**Extrait du document:**
━━━━━━━━

Caractériser les fonctions des sols
La question qui se pose alors est de définir comment caractériser ces fonctions exercées par les sols, notamment aux deux échelles d’application suivantes :
- Le document d’urbanisme, de l’échelle régionale (Schémas régionaux d’aménagement, de développement durable et d’égalité des territoires, SRADDET) à l’échelle communale (Plans locaux d’urbanisme, PLU).Un décret en cours de préparation va préciser à priori quels types d’occupation/usage des sols doivent être associés à un sol artificialisé ou non. C’est une approche que l’on peut qualifier "à dire d’expert".
- Le projet d’aménagement, défini à l’échelle parcellaire. Cette approche devrait être basée sur une caractérisation des sols. Il convient alors de préciser comment, à partir des paramètres du sol, on peut qualifier les fonctions exercées. Cette évaluation doit alors permettre de caractériser la dégradation des fonctions exercées et la re-fonctionnalisation (dans le cas de la renaturation). Cette approche, utilisée dès à présent par certains bureaux d’études reste encore débattue au niveau scientifique.

━━━━━━━━

**Informations fournies:**
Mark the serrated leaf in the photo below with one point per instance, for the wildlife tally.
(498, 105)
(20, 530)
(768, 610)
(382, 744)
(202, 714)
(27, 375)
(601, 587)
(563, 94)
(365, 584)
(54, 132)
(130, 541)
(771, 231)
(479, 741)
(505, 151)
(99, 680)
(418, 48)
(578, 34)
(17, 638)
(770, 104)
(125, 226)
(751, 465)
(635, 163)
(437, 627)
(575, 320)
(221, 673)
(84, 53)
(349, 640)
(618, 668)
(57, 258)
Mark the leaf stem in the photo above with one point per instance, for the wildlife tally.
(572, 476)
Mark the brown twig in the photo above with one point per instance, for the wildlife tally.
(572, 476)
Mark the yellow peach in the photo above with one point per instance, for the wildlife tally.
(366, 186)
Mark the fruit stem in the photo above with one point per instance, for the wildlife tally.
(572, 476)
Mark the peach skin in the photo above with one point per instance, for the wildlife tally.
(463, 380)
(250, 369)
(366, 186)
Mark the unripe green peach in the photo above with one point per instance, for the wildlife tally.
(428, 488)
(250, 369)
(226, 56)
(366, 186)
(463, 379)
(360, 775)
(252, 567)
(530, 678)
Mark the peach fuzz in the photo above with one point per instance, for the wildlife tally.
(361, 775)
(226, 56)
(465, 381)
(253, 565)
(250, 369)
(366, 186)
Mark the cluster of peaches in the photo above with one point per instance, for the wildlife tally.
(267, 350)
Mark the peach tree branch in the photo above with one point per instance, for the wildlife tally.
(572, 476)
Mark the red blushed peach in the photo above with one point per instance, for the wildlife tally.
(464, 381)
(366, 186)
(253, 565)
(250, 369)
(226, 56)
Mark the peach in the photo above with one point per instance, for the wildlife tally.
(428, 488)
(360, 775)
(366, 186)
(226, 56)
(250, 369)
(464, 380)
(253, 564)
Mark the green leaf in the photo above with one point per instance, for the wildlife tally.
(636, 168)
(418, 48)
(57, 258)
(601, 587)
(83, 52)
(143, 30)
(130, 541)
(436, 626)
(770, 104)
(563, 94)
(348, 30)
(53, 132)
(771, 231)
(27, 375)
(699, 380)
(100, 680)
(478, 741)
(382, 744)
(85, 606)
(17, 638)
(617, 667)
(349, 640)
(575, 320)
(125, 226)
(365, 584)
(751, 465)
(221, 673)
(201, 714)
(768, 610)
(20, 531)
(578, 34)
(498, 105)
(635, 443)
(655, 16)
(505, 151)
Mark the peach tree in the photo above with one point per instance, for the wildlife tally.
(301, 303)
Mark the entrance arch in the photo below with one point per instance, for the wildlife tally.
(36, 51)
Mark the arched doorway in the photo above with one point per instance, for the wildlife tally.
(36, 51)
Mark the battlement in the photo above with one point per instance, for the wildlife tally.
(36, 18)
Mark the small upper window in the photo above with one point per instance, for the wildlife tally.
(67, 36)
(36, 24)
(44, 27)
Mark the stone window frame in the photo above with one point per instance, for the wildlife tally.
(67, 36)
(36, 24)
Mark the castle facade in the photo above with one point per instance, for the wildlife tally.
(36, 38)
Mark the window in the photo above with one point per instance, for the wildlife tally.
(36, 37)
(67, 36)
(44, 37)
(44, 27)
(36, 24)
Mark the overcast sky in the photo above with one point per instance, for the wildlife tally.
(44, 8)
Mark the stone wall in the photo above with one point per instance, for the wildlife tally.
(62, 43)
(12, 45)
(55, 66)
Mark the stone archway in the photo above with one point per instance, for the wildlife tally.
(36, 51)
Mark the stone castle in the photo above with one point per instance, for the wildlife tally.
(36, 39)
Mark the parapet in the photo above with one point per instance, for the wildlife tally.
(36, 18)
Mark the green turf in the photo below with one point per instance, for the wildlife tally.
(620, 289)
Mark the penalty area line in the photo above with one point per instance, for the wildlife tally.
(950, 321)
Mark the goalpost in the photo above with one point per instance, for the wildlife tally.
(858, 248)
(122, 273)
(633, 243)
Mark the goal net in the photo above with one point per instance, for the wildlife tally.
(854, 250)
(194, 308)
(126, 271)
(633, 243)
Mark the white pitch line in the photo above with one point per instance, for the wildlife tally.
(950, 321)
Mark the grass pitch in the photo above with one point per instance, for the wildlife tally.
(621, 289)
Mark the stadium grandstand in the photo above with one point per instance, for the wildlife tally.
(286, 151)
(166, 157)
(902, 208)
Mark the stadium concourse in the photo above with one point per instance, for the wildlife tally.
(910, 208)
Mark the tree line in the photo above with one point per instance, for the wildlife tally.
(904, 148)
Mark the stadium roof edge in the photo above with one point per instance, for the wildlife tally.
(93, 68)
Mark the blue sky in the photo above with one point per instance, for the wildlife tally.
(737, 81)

━━━━━━━━

**Votre objectif:**
Résumez en deux phrases l'extrait sur les fonctions des sols.

**Réponse de l'exercice:**
Pour caractériser les fonctions exercées par les sols, une première échelle est celle du document d'urbanisme, du SRADDET régional au PLU communal, pour laquelle un décret en préparation doit préciser quels types d'occupation ou d'usage des sols correspondent à un sol artificialisé ou non, selon une approche « à dire d'expert ». À l'échelle parcellaire du projet d'aménagement, l'approche devrait reposer sur une caractérisation des sols permettant d'évaluer la dégradation des fonctions et leur re-fonctionnalisation, mais cette méthode, déjà utilisée par certains bureaux d'études, reste débattue au niveau scientifique.